> **Excerpt to read**

# Just started and my rating is already 4.73 wtf



## Jasonlowe2wd (Sep 25, 2016)

I just started this weekend in a brand new market (Tyler,Texas). They had free rides all weekend. I had 18 trips 15 ratings and 13 where 5 star. All rides where good no problems just a couple of dudebros treating the girls riding with him like crap. Do i need to worry about geting deactivated over dudebros rating low because most of my available time to drive will be full of them in this market on friday and Saturday nights.


----------



## UTX1 (Dec 7, 2015)

Jasonlowe2wd said:


> I just started this weekend in a brand new market (Tyler,Texas). They had free rides all weekend. I had 18 trips 15 ratings and 13 where 5 star. All rides where good no problems just a couple of dudebros treating the girls riding with him like crap. Do i need to worry about geting deactivated over dudebros rating low because most of my available time to drive will be full of them in this market on friday and Saturday nights.


Next week (wednesday the 5th, I think) it's Ladies nite at the Oil Palace.
Could be some decent $ for you guys in Tyler AND lots of horny chicks.

Ratings will even out in the 4 point 8 to 4 point 9 range after a couple hundred rides or so.
Wouldn't worry about that too much. Go hit that Oil Palace !


----------



## DelaJoe (Aug 11, 2015)

Jasonlowe2wd said:


> I just started this weekend in a brand new market (Tyler,Texas). They had free rides all weekend. I had 18 trips 15 ratings and 13 where 5 star. All rides where good no problems just a couple of dudebros treating the girls riding with him like crap. Do i need to worry about geting deactivated over dudebros rating low because most of my available time to drive will be full of them in this market on friday and Saturday nights.


That means you most likely got 1 4-star and 1 2-star rating or 2 3-star ratings. Need to figure out what went wrong on those 2 rides and correct it. Getting 3 and 2 star ratings means you really did something wrong. Where you late for the pickup, miss a turn, act rude etc...figure it out and improve.


----------



## ABC123DEF (Jun 9, 2015)

DelaJoe said:


> That means you most likely got 1 4-star and 1 2-star rating or 2 3-star ratings. Need to figure out what went wrong on those 2 rides and correct it. Getting 3 and 2 star ratings means you really did something wrong. Where you late for the pickup, miss a turn, act rude etc...figure it out and improve.

> **Data listing**
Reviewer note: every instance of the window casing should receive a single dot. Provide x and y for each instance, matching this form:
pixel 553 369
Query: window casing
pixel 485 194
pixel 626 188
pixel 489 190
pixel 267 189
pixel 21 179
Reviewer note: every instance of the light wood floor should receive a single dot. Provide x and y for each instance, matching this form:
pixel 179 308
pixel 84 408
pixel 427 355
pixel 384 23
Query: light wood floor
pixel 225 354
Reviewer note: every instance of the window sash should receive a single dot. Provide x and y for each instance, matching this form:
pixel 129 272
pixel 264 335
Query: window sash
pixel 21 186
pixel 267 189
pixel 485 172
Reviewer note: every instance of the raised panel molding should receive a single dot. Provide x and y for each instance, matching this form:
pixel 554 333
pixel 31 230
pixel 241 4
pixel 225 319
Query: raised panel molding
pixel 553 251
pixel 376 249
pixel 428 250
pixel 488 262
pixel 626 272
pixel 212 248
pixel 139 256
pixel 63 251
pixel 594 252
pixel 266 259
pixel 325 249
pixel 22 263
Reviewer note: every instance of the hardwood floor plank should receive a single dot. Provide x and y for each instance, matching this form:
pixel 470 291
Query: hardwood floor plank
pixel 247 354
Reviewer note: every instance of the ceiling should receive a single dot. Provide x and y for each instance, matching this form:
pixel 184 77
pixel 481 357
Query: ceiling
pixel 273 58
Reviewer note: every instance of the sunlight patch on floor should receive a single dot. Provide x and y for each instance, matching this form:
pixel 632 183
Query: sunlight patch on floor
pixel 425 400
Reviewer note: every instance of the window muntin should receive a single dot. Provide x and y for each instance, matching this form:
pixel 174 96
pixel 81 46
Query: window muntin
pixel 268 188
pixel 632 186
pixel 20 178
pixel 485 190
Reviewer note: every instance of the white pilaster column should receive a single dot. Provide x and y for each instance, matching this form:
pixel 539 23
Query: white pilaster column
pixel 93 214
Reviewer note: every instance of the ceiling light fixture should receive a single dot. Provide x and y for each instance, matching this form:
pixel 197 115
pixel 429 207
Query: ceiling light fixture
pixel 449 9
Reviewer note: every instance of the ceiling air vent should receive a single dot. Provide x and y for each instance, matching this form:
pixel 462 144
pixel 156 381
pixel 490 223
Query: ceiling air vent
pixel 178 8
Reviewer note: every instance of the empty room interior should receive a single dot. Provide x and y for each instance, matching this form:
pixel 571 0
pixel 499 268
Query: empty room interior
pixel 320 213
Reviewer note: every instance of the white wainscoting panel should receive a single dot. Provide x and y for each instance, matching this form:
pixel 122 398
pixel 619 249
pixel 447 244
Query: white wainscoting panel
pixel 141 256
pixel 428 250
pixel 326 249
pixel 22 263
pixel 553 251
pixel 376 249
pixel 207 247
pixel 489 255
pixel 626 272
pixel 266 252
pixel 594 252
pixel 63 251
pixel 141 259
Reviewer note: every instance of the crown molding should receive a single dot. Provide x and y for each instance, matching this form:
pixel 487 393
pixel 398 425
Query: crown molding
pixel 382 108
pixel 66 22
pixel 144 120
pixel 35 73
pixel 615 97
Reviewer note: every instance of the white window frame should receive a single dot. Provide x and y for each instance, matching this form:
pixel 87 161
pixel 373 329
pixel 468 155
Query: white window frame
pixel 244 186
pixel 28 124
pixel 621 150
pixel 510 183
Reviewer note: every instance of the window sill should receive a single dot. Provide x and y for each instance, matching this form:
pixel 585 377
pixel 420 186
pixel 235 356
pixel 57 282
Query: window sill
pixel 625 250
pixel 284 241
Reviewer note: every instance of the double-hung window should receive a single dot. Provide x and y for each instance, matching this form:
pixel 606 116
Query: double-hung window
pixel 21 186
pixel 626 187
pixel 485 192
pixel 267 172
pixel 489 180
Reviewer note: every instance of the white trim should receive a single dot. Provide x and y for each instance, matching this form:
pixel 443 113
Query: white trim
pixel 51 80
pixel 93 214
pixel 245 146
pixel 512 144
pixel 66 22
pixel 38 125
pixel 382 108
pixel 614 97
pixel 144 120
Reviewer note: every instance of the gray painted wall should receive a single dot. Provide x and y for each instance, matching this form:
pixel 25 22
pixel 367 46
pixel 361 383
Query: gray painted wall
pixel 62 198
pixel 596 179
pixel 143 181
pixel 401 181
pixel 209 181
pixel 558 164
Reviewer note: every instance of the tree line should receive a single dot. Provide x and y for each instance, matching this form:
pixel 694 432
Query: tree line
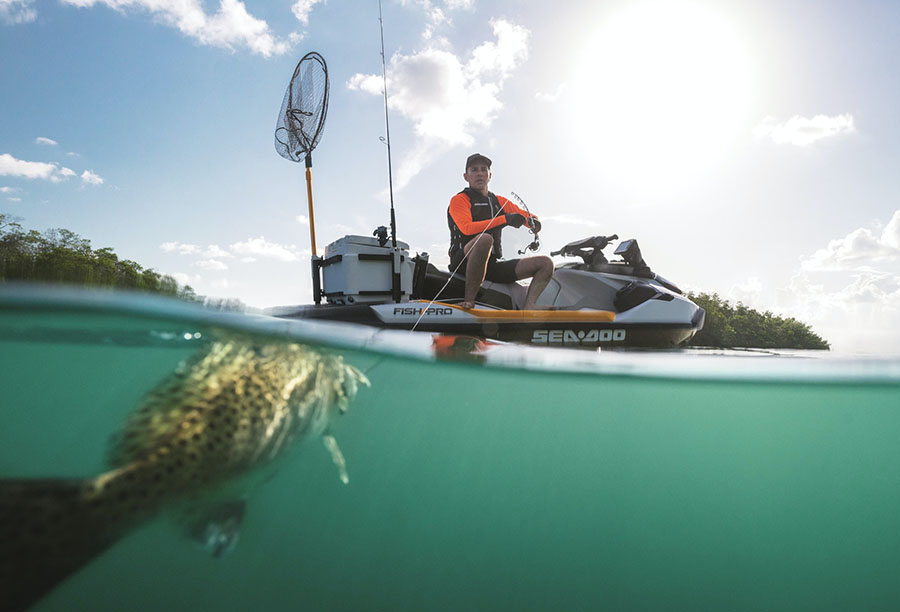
pixel 62 256
pixel 729 326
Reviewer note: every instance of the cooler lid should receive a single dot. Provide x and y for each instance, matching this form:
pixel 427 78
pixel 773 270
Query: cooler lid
pixel 343 243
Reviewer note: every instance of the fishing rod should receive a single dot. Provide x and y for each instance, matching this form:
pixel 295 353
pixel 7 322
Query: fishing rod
pixel 536 243
pixel 395 276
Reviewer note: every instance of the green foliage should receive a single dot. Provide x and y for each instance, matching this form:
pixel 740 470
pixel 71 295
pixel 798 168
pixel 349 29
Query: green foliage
pixel 62 256
pixel 730 326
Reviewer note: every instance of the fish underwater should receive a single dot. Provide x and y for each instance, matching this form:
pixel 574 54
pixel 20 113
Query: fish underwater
pixel 196 445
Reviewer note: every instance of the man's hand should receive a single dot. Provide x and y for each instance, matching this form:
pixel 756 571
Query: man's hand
pixel 515 219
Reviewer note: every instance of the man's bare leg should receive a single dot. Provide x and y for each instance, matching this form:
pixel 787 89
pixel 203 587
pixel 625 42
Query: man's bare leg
pixel 541 270
pixel 477 251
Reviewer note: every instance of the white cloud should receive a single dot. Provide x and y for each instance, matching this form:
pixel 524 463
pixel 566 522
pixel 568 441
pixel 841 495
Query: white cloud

> **To-do list**
- 1) Decide whether each statement below agrees with the rating thread. Answer yes or no for (a), (b), and (c), and quote the deciding words from the thread.
(a) The original poster completed 18 trips over the weekend.
(b) UTX1 expects ratings to settle between 4.5 and 4.7.
(c) DelaJoe states that 3-star and 2-star ratings mean the driver really did something wrong.
- 2) Render this sentence from the rating thread in Spanish: "Ratings will even out in the 4 point 8 to 4 point 9 range after a couple hundred rides or so."
Base every response solely on the rating thread.

> **Solutions to the problems**
- 1)
(a) Yes: "I had 18 trips 15 ratings and 13 where 5 star."
(b) No: "Ratings will even out in the 4 point 8 to 4 point 9 range after a couple hundred rides or so."
(c) Yes: "Getting 3 and 2 star ratings means you really did something wrong."

- 2) Las calificaciones se equilibrarán en el rango de 4,8 a 4,9 después de un par de cientos de viajes, más o menos.